- Supplied passage -
Safety concerns for Ariad Pharmaceuticals' (NASDAQ:ARIA) Iclusig resulted in a temporary suspension of its sales in 2013, a more stringent prescribing label upon its commercial return in 2014, and a sagging share price that includes a retreat from more than $25 in 2012 to about $8 currently.
That's a pretty disappointing track record, but Iclusig revenue is beginning to quicken and a new drug may be coming, and as a result, some investors think that Ariad Pharmaceuticals' sub-$10 share price is a bargain. That may be true, but I'm not fully convinced.
Picking up the pace
Ariad Pharmaceuticals won approval for Iclusig's use in previously treated chronic myeloid leukemia, or CML, patients, and Philadelphia chromosome positive acute lymphoblastic leukemia, or Ph+ ALL, patients in 2012.
Because both of those indications are relatively rare, Ariad Pharmaceuticals' commercial hope for Iclusig was more tightly tied to its potential use in previously untreated CML patients. Unfortunately, Ariad was forced to shelve plans for use in treatment in naive CML patients after it was discovered that Iclusig can increase the risk of life-threatening blood clots -- a discovery that would have severely limited its widespread use in otherwise healthy CML patients.
Because of the inability to advance Iclusig into the larger treatment naive CML patient pool, Iclusig has been relegated to a niche status drug and, as a result, sales of Iclusig were only $55.7 million last year.
Based on that performance, it would be hard to argue that Ariad Pharmaceuticals is cheap by any metric, but there are some bright spots that are encouraging to investors. For example, Iclusig's $55.7 million in sales was 23% higher year over year, and Iclusig's sales in the first quarter of this year nearly tripled to $23.9 million from a year ago when Iclusig was relaunched with the more stringent label. Iclusig's first quarter performance has Ariad Pharmaceuticals guiding for Iclusig full year sales of between $130 million-$140 million this year, too.
However, while that's good news, investors may not want to extrapolate Iclusig's sales growth to a potential for Ariad Pharmaceuticals shares soaring higher. That's because Ariad Pharmaceuticals' current $1.5 billion market cap means investors are already paying more than 10 times estimated sales to own Ariad Pharmaceuticals shares, and that's not cheap.
Prospect in the pipeline
Because of Ariad Pharmaceuticals' price to sales multiple, any argument that Ariad Pharmaceuticals' share price is too low also needs to be based on the future revenue potential of brigatinib, a treatment for ALK-positive non-small cell lung cancer, or ALK+ NSCLC, that is currently under development.
Recently, Ariad Pharmaceuticals reported a 70% average patient objective response rate during brigatinib's phase 1/2 study and median 13.4 month progression free survival rate for patients previously treated with Xalkori.

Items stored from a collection
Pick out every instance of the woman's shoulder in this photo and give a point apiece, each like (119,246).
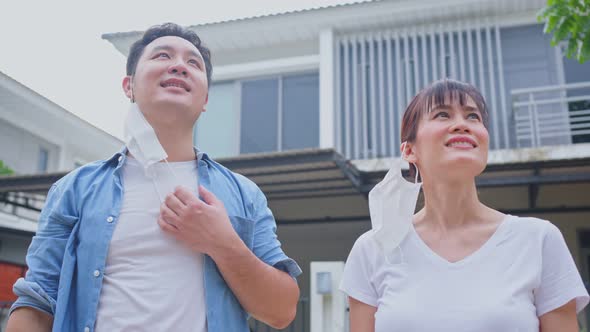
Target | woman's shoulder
(531,227)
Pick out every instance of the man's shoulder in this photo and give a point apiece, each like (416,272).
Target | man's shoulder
(86,174)
(247,186)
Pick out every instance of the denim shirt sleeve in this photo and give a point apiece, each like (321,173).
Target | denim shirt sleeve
(38,289)
(266,243)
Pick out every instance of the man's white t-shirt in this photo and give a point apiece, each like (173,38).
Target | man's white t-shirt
(522,272)
(151,281)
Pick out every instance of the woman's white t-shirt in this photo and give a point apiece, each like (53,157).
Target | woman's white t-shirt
(522,272)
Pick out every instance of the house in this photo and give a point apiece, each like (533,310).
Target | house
(308,105)
(335,81)
(38,140)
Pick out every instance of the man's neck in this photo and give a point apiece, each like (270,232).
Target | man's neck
(178,145)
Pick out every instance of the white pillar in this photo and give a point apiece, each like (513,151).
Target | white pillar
(327,89)
(327,303)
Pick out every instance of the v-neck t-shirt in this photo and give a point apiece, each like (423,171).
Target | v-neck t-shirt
(521,272)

- Instructions to follow -
Answer these questions from the article on Ariad Pharmaceuticals:
(a) How much did Iclusig sell last year?
(b) What is Ariad Pharmaceuticals' current market cap?
(c) What average patient objective response rate did brigatinib show in its phase 1/2 study?

- Answer space -
(a) $55.7 million
(b) $1.5 billion
(c) 70%